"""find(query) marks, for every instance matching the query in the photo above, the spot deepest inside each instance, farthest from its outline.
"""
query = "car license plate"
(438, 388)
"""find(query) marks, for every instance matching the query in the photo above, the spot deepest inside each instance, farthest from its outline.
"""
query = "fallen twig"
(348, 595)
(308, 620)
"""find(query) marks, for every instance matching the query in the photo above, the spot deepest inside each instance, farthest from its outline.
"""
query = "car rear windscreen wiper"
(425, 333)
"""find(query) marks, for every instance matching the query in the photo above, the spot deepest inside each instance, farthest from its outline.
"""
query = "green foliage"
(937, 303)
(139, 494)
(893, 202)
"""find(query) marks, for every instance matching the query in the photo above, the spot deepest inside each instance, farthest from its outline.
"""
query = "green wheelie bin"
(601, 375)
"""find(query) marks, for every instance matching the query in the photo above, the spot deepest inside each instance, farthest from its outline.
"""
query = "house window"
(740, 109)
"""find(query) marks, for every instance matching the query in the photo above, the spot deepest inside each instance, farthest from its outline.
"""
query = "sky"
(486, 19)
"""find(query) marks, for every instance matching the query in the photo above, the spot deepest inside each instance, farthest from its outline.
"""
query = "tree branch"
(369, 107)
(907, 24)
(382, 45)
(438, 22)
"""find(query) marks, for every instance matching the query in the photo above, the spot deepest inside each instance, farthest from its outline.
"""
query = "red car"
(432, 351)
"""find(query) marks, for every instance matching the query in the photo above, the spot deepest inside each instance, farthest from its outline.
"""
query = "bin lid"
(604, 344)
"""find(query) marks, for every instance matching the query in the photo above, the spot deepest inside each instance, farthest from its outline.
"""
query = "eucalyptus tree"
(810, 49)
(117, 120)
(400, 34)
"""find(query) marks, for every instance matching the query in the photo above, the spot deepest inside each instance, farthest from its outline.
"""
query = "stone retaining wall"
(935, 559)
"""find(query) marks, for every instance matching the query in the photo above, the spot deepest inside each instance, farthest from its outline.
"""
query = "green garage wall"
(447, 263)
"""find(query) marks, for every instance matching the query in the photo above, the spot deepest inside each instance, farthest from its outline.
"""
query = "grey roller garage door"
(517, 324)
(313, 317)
━━━
_WORK INSTRUCTIONS:_ Reproduce each entry word for word.

_RESULT OF THE EXERCISE:_
"""find(query) marks, for every instance matching the query in the photo above, the spot deepest inside each instance, farthest from its outline.
"""
query = "car license plate"
(438, 388)
"""find(query) marks, for every instance matching the query in the photo above, the spot deepest inside each instance, farthest from its outline.
"""
query = "fallen twig"
(348, 595)
(308, 620)
"""find(query) marks, for every instance matching the query in the photo above, the spot deepest inside each instance, farthest from its outline.
"""
query = "car rear windscreen wiper"
(425, 333)
"""find(query) marks, for every instance matching the query in the photo above, the spot deepest inside each instance, farthest from its outline.
"""
query = "green foliage"
(937, 303)
(139, 494)
(893, 202)
"""find(query) marks, for every instance matching the query in the photo above, the spot deepest inside each instance, farthest from its outline.
"""
query = "green wheelie bin"
(601, 375)
"""find(query) marks, for every instance matching the query in the photo above, the spot deepest inside each instance, farthest from its outline.
"""
query = "house window"
(740, 109)
"""find(query) marks, for every instance matching the query in the photo above, the spot deepest inside each instance, farthest from its outline.
"""
query = "sky"
(486, 19)
"""find(query) marks, for every instance matching the query in the photo above, the spot deepest inside each instance, farthest from its outline.
"""
query = "tree branch"
(369, 107)
(907, 24)
(382, 45)
(438, 22)
"""find(query) marks, for every instance matching the query in the photo above, the spot deepest inside each instance, farthest from its outline.
"""
query = "red car"
(432, 351)
"""find(query) marks, for every instance matching the query in the photo above, the spot deepest inside each instance, farthest from its outline.
"""
query = "bin lid"
(604, 344)
"""find(query) marks, for every instance matching the query in the photo above, the spot deepest inside each instance, farthest from its outline.
"""
query = "eucalyptus tree"
(810, 49)
(117, 120)
(400, 34)
"""find(query) marks, for every instance matching the query in the photo above, the spot deepest inside each instance, farthest from its outline.
"""
query = "stone retaining wall"
(935, 559)
"""find(query) marks, for every instance matching the query in the photo above, the spot deepest inside each instance, farthest from its outline.
"""
query = "green garage wall"
(447, 263)
"""find(query) marks, for every instance matching the query in the photo above, the spot deepest inside each instance, farthest from its outline.
"""
query = "grey roller garage door"
(517, 324)
(313, 317)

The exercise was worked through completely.